**Source information**

===============

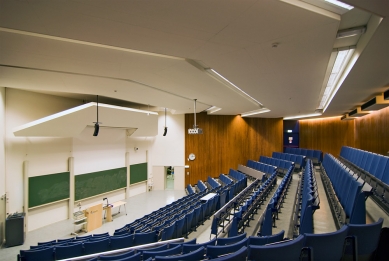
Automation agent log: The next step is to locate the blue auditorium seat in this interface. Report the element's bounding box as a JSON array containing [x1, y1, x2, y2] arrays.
[[206, 238, 248, 259], [346, 218, 383, 260], [21, 247, 54, 261], [182, 238, 216, 254], [216, 233, 247, 246], [142, 245, 181, 260], [56, 238, 74, 243], [93, 232, 110, 238], [55, 242, 83, 260], [168, 238, 196, 248], [248, 234, 305, 261], [99, 250, 135, 260], [106, 252, 141, 261], [84, 237, 110, 255], [133, 231, 157, 246], [209, 246, 247, 261], [37, 240, 56, 246], [249, 230, 284, 245], [174, 216, 186, 238], [155, 246, 205, 261], [304, 225, 349, 261], [161, 221, 176, 241]]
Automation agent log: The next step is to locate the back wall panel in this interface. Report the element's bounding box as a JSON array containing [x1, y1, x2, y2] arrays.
[[185, 113, 283, 186]]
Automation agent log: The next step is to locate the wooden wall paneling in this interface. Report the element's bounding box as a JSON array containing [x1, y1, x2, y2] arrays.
[[185, 113, 283, 186], [299, 117, 355, 157], [355, 106, 389, 156]]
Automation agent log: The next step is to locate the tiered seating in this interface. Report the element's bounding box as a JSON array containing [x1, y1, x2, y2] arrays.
[[272, 152, 306, 169], [293, 159, 319, 236], [227, 169, 247, 192], [260, 166, 294, 232], [227, 172, 278, 237], [246, 160, 277, 175], [207, 176, 221, 189], [285, 147, 323, 164], [340, 146, 389, 208], [21, 219, 385, 261], [321, 154, 372, 225], [259, 156, 294, 174]]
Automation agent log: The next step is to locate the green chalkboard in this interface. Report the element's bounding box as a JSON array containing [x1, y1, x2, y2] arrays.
[[75, 167, 127, 201], [29, 172, 70, 208], [130, 163, 147, 184]]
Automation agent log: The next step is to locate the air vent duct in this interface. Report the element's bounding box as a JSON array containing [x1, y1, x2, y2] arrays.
[[384, 89, 389, 100], [361, 94, 389, 111]]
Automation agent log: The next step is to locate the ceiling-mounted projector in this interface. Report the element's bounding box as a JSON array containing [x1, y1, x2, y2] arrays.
[[188, 99, 203, 135]]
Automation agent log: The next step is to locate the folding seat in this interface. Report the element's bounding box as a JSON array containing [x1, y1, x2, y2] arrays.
[[285, 147, 292, 154], [142, 245, 182, 260], [174, 216, 186, 238], [21, 247, 55, 261], [55, 242, 84, 260], [37, 239, 56, 246], [296, 148, 302, 155], [307, 149, 314, 159], [99, 250, 135, 260], [207, 238, 248, 259], [93, 232, 110, 238], [56, 238, 74, 244], [84, 237, 110, 255], [250, 230, 284, 246], [133, 231, 157, 246], [168, 238, 196, 249], [102, 252, 141, 261], [270, 158, 277, 167], [345, 218, 383, 261], [182, 238, 216, 254], [216, 233, 247, 246], [248, 234, 305, 261], [304, 225, 349, 261], [301, 149, 307, 156], [75, 234, 92, 241], [155, 246, 205, 261], [208, 246, 247, 261]]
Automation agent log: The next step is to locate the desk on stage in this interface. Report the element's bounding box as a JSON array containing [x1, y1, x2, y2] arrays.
[[103, 201, 127, 222], [200, 193, 216, 202]]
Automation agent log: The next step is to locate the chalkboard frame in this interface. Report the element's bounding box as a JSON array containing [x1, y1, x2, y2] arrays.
[[28, 172, 70, 209], [75, 167, 127, 201], [130, 162, 148, 185]]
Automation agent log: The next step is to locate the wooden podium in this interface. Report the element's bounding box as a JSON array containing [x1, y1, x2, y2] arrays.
[[84, 203, 103, 232]]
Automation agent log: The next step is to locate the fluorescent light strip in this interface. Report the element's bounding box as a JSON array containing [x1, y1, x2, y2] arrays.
[[241, 108, 270, 117], [208, 69, 263, 106], [318, 47, 355, 110], [283, 112, 322, 120], [206, 106, 222, 114], [325, 0, 353, 10]]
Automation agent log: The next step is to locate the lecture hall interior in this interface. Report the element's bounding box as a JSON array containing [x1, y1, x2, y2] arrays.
[[1, 0, 389, 260]]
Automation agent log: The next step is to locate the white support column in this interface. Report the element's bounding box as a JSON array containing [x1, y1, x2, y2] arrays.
[[68, 157, 74, 219], [23, 161, 29, 232], [125, 152, 130, 199]]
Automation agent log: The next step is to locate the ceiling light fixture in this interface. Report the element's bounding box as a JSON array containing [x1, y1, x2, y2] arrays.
[[317, 46, 356, 112], [336, 26, 366, 39], [283, 112, 322, 120], [93, 95, 101, 136], [206, 106, 222, 114], [325, 0, 353, 10], [241, 108, 271, 117], [163, 108, 168, 136], [188, 99, 203, 134], [206, 69, 264, 107]]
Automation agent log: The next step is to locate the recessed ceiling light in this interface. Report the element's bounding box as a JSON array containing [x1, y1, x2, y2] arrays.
[[325, 0, 353, 10], [283, 112, 322, 120], [241, 108, 271, 117]]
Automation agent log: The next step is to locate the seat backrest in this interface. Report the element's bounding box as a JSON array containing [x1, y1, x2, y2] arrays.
[[207, 246, 247, 261], [217, 233, 247, 246], [22, 247, 54, 261], [347, 218, 383, 257], [304, 225, 349, 261], [99, 250, 135, 260], [248, 234, 305, 261], [155, 246, 205, 261], [84, 238, 110, 255], [267, 230, 285, 244], [182, 238, 216, 254], [142, 245, 182, 260], [207, 238, 248, 259], [55, 242, 83, 260], [133, 231, 157, 246]]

===============

**Problem statement**
Please output all of the entries exactly as they appear, with no pictures.

**Expected output**
Automation agent log: The next step is to locate the blue auditorium seat in this interface. Report the element's bounding box as a JSON array containing [x1, y1, x2, y2] arrays.
[[206, 238, 248, 259], [346, 218, 383, 260], [21, 247, 54, 261], [182, 238, 216, 254], [216, 233, 247, 246], [142, 245, 181, 260], [56, 238, 74, 243], [93, 232, 110, 238], [55, 242, 83, 260], [168, 238, 196, 248], [248, 234, 305, 261], [99, 250, 135, 260], [106, 252, 141, 261], [84, 237, 110, 255], [133, 231, 157, 246], [209, 246, 247, 261], [37, 240, 56, 246], [249, 230, 284, 245], [174, 216, 186, 238], [155, 246, 205, 261], [304, 225, 349, 261], [161, 221, 176, 241]]
Automation agent log: The next step is to locate the back wall panel in this interface. Report the element's bounding box as a JSON array containing [x1, y1, x2, y2] arrays.
[[185, 113, 283, 186]]
Automation agent log: The next step is to locate the wooden wall paneling in this interface. Report the element's bounding box as a JSON array containing [x1, y1, x2, y2] arrays.
[[185, 113, 283, 186], [299, 117, 355, 157], [355, 106, 389, 156]]
Automation agent log: The next step is to locate the tiered seating in this interface. Report the element's bounding box as a JSON array containing [x1, y1, x2, y2] arrays.
[[272, 152, 306, 169], [293, 159, 319, 236], [227, 169, 247, 192], [260, 166, 294, 232], [227, 172, 278, 237], [246, 160, 277, 175], [207, 176, 221, 189], [285, 147, 323, 164], [340, 146, 389, 208], [21, 219, 385, 261], [321, 154, 372, 225], [259, 156, 294, 174]]
Automation agent log: The next step is to locate the green chalkboard in this interface. Report the element's bounding box as a JSON array containing [x1, y1, x2, y2] arrays.
[[75, 167, 127, 201], [29, 172, 70, 208], [130, 163, 147, 184]]
Automation agent log: The next step is to locate the air vent duct in this interface. Report the element's bounding box as a JSON array containing [x1, y1, x2, y2] arrays.
[[384, 89, 389, 100], [361, 94, 389, 111]]
Automation agent log: The next step is to locate the ceiling-mounted projector in this interface. Report the element's bounding box as a JSON array containing [x1, y1, x2, y2] arrays.
[[188, 99, 203, 135]]
Automation agent log: The next step is to locate the folding seat in this interface. Report the element's bounding box as a JSON array containing [x1, y1, x2, y2] arrays.
[[285, 147, 292, 154], [142, 245, 182, 260], [174, 216, 186, 238], [21, 247, 55, 261], [55, 242, 84, 260], [37, 239, 56, 246], [296, 148, 302, 155], [307, 149, 314, 159], [99, 250, 135, 260], [207, 238, 248, 259], [93, 232, 110, 238], [56, 238, 74, 244], [84, 237, 110, 255], [250, 230, 284, 246], [133, 231, 157, 246], [168, 238, 196, 249], [102, 252, 141, 261], [270, 158, 277, 167], [345, 218, 383, 261], [182, 238, 216, 254], [216, 233, 247, 246], [248, 234, 305, 261], [304, 225, 349, 261], [301, 149, 307, 156], [75, 234, 92, 241], [155, 246, 205, 261], [208, 246, 247, 261]]
Automation agent log: The next step is to locate the desk on stage in this interface. Report the element's bounding box as a JSON array containing [x1, y1, x2, y2] arrays.
[[103, 201, 127, 222], [200, 193, 216, 202]]
Automation agent log: The next step is to locate the chalkboard frame in this interface. Report the element's bounding box as a JSON array containing [x1, y1, x2, y2] arrays.
[[28, 172, 70, 209], [75, 167, 127, 201], [130, 162, 148, 185]]
Automation agent log: The next step is to locate the wooden podium in this interface. Report the element's bounding box as a JSON array containing [x1, y1, x2, y2] arrays.
[[84, 203, 103, 232]]
Automation agent log: The next step is to locate the fluorescent light strip in this interface. Report the element's bounding box as a JSON array containing [x1, y1, x2, y2] arrays.
[[241, 108, 270, 117], [208, 69, 263, 106], [318, 47, 355, 110], [283, 112, 322, 120], [206, 106, 222, 114], [325, 0, 353, 10]]
Automation agent log: The next step is to locate the lecture hall interior in this interface. Report the element's bounding box as a JSON array containing [x1, y1, x2, y2] arrays.
[[1, 0, 389, 260]]
Automation agent log: The next step is to locate the white support column in this interface. Report the element's bounding box as a JSON array containing [x1, y1, x2, y2] arrays.
[[68, 157, 74, 219], [23, 161, 29, 232], [125, 152, 130, 199]]
Automation agent log: The next step is to locate the ceiling light fixture in this interface. Report the element's bounding box as a JSON array containing [x1, y1, x2, y2] arrays.
[[317, 46, 356, 112], [336, 26, 366, 39], [283, 112, 322, 120], [93, 95, 101, 136], [206, 106, 222, 114], [325, 0, 353, 10], [241, 108, 271, 117], [163, 108, 168, 136], [188, 99, 203, 134], [206, 69, 264, 107]]
Automation agent log: The next step is to locate the recessed ceiling light in this interface. Report the element's bounding box as a JSON array containing [x1, y1, x2, y2] arrays.
[[325, 0, 353, 10], [283, 112, 322, 120], [241, 108, 271, 117]]
Automation agent log: The next step is to locate the seat backrest in this interface. Report the element's bounding box as a JSON array containing [x1, y1, x2, y2] arrays.
[[207, 246, 247, 261], [217, 233, 247, 246], [22, 247, 54, 261], [347, 218, 383, 257], [304, 225, 349, 261], [99, 250, 135, 260], [248, 234, 305, 261], [155, 246, 205, 261], [84, 238, 110, 255], [267, 230, 285, 244], [182, 238, 216, 254], [142, 245, 182, 260], [207, 238, 248, 259], [55, 242, 83, 260], [133, 231, 157, 246]]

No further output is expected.